* **EXERCISE SET**
1) Please rewrite the Qatar Investment Fund interview from "Healthy dividend yield makes Qatari" down to "Whittard of Chelsea.", changing "Chairman" to "Chair".
2) Write the next part of the Qatar Investment Fund interview, picking up after its final sentence.

Healthy dividend yield makes Qatari market compelling: QIF
Nick Wilson is the Chairman of the LSE-listed Qatar Investment Fund (QIF). QIF’s primary objective is to achieve long term capital growth by investing in Qatari equities. Nick has over thirty-five years’ experience in hedge funds, derivatives and global asset management. In addition, he sits on the boards of a number of other public companies, including RAB Special Situations Company Limited and Epic Special Opportunities Plc, the owner of Whittard of Chelsea.
Nick shares his thoughts to Satish Kanady on the questions how the fund stands out from competition and why Qatari stocks?
What is QIF’s Long-term outlook for Qatari equities?
“We remain positive on the Qatari equities and believe that the recent sell-off in the market means that valuations are attractive, providing an entry point for investors. The QE index is currently trading at a 2016E PE of 11.6x (as at 6 April 2016) vs. its 10-year historical average of 12.63x, a discount of 8.2%.
“In addition, healthy dividend yield makes the valuation of the Qatari market compelling in comparison to its peers in the GCC. With strong infrastructure pipeline over the next few years -over $200 billion will be spent before the 2022 FIFA World Cup - on-going diversification efforts, and strong macro-economic fundamentals the Qatari market stands out as an attractive prospect for investors.
“Consider also, short-term catalysts such as upcoming upgrade of Qatar market by FTSE Russell to a secondary emerging market. According to research we have seen by Arqaam Capital the upgrade is expected to trigger passive inflows of about $850 million. Don’t forget that recent increases in foreign ownership limits by Qatari companies should also keep investment flow elevated.”
A review of Qatari market performance in Q1, 2016
“Qatari market was down just 0.5% in Q1 2016, despite falling 9.1% in January, the stock market rallied, posting gains of 4.3% in February and 4.9% in March. Of the GCC markets, the Qatar Stock Exchange gained the most during March. By contrast, peer such as Saudi Arabia, Kuwait and Bahrain, fell 10.0%, 6.9% and 7.0% respectively.

* **EXTRACTED MATERIAL**
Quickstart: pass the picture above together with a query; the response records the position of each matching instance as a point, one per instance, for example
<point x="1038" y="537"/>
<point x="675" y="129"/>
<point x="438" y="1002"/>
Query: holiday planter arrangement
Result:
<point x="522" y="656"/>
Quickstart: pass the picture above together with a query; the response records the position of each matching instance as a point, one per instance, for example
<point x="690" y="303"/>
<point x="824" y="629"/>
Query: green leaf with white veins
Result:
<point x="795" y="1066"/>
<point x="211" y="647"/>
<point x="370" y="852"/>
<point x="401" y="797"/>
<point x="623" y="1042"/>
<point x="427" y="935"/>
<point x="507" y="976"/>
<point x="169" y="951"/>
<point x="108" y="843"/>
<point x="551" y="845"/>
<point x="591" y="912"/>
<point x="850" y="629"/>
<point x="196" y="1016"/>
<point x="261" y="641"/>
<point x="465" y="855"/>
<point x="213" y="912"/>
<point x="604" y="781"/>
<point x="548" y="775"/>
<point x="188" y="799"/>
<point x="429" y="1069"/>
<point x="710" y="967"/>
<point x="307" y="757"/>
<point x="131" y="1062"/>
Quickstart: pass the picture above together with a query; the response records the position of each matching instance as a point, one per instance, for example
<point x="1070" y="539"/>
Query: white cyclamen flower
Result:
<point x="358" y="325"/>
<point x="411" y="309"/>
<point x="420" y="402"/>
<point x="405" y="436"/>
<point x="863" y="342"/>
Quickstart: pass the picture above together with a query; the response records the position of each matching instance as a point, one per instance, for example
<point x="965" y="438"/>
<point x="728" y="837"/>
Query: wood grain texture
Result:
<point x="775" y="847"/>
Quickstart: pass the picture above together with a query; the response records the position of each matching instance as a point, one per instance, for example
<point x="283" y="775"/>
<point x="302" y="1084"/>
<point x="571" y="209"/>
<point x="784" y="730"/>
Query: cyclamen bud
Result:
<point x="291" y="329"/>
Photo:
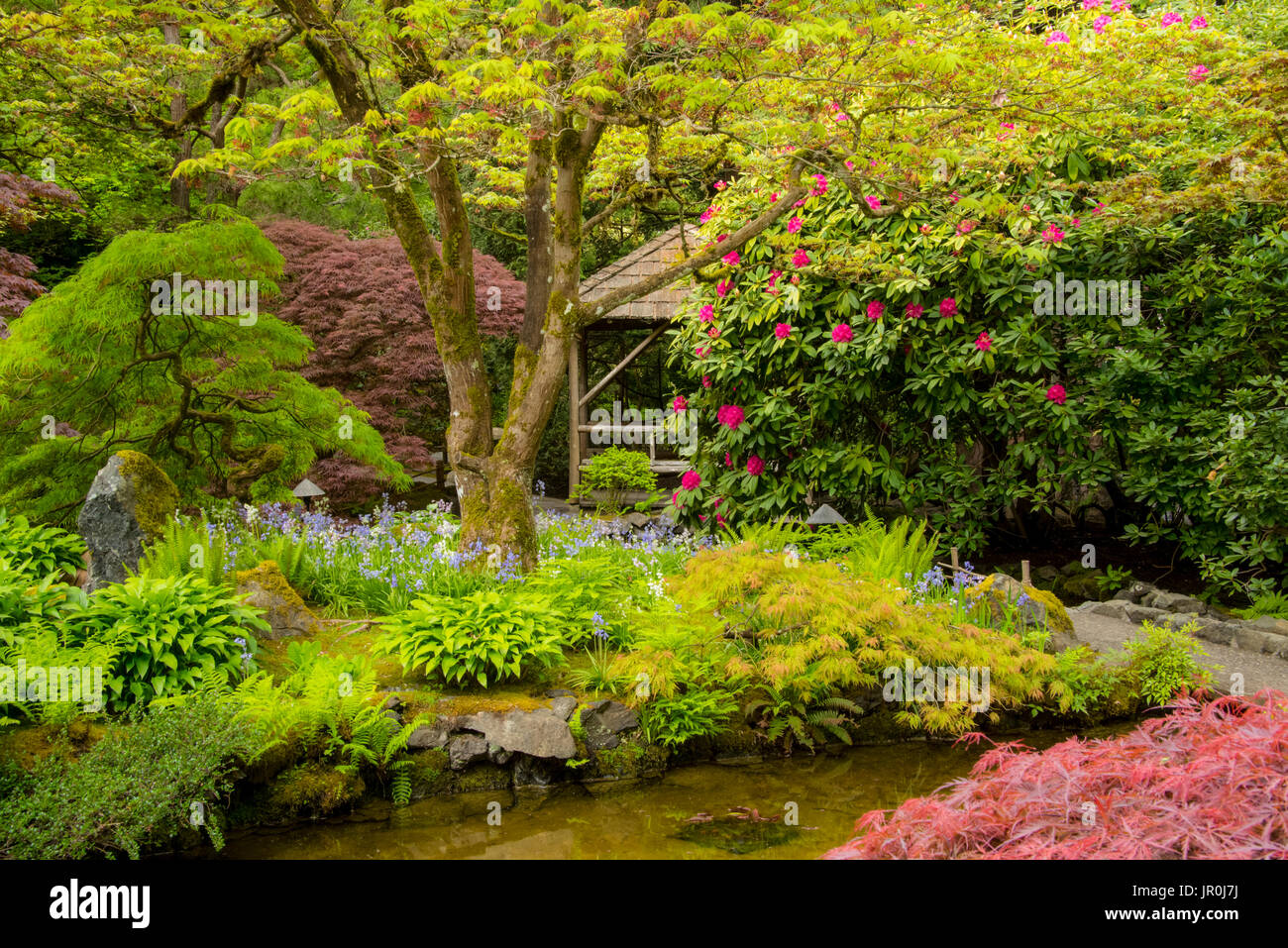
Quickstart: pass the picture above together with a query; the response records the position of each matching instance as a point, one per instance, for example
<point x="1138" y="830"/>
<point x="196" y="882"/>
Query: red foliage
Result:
<point x="20" y="200"/>
<point x="1207" y="781"/>
<point x="360" y="304"/>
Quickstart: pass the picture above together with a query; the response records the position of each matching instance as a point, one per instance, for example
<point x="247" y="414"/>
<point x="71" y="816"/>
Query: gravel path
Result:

* **ANSWERS BY TASK**
1)
Healthy dividend yield makes Qatari market compelling: QIF
Nick Wilson is the Chair of the LSE-listed Qatar Investment Fund (QIF). QIF’s primary objective is to achieve long term capital growth by investing in Qatari equities. Nick has over thirty-five years’ experience in hedge funds, derivatives and global asset management. In addition, he sits on the boards of a number of other public companies, including RAB Special Situations Company Limited and Epic Special Opportunities Plc, the owner of Whittard of Chelsea.

2)
The telecom sector led the market in Q1, rising 19.9% along with a double-digit gain in the insurance sector. Consumer goods and services also posted a healthy double-digit rise during the quarter.
“And this outperformance is not just something we have seen in the last quarter; in fact from June 2014 to March 2016, the Qatar equity market posted the second best performance in the GCC region (after Abu Dhabi) and outperformed the MSCI emerging market index by 10.7%.”
What are the fund’s plans for re-positioning in terms of sector allocations? Do you have any plans to increase allocations? If so, to which sectors?
“QIF plans to continue to focus on companies with high growth potential, mainly driven by diversification efforts by the government and strong infrastructure pipeline ahead of FIFA 2022. Another key focus for us is on sectors with typically strong balance sheets, sustainable cash flows and stable dividend yield for example, banking, transport, consumer industries and utilities.”
Most GCC fund managers are lukewarm on equities and are positive on bonds, according to a recent Reuters survey. What’s your view on this?
“Certainly the recent economic slowdown and volatility in oil prices have caused many GCC fund managers turn bullish towards fixed income and bearish on equities. However, any further recovery in oil prices following the upcoming OPEC meeting in Doha (17 April) and any revival in demand for oil from global economies would be a huge positive for the GCC equity markets.”
Do you think oil prices will continue to weigh on Qatari equities?
“Qatar is in a better position to withstand the low oil price environment compared to its neighbors in the region, due to its stronger fiscal position, greater diversification of revenues, a large cushion of foreign assets and low public debt levels coupled with stable LNG revenues with good long-term contract visibility.”
Your thoughts on Qatar introducing margin trading? Has it really started working?
“As you will know, the Qatar Exchange has proposed the introduction of margin trading facilities for 20 highly capitalized and liquid companies listed on the exchange. This aims to help enhance market liquidity and would provide new avenues of funding channels for investors.
“Once operational, this will allow investors to borrow money from brokers to purchase more stocks than an investor would be able to buy normally, providing leverage to increase profit. We feel that the Qatar Exchange and Qatar Financial Markets Authority are making progress in the right direction to develop the capital market. However, we are cautious that it may take some time to reap the benefits from the initiatives. “
How is margin trading going to drive volumes?
“Margin trading will help in driving overall market volumes through increased supply and demand of securities. For investors, margin trading would allow them to take long-term position in the market and borrow funds to take additional positions. As a leverage mechanism, margin trading would increase liquidity in the market and which in turn would add to the depth of the market and support in price discovery. The move will provide additional revenue stream for brokers in line with international practices. “
Saudi has said it is going to double the size of its market by adding more companies. How is it going to influence Qatar’s market performance?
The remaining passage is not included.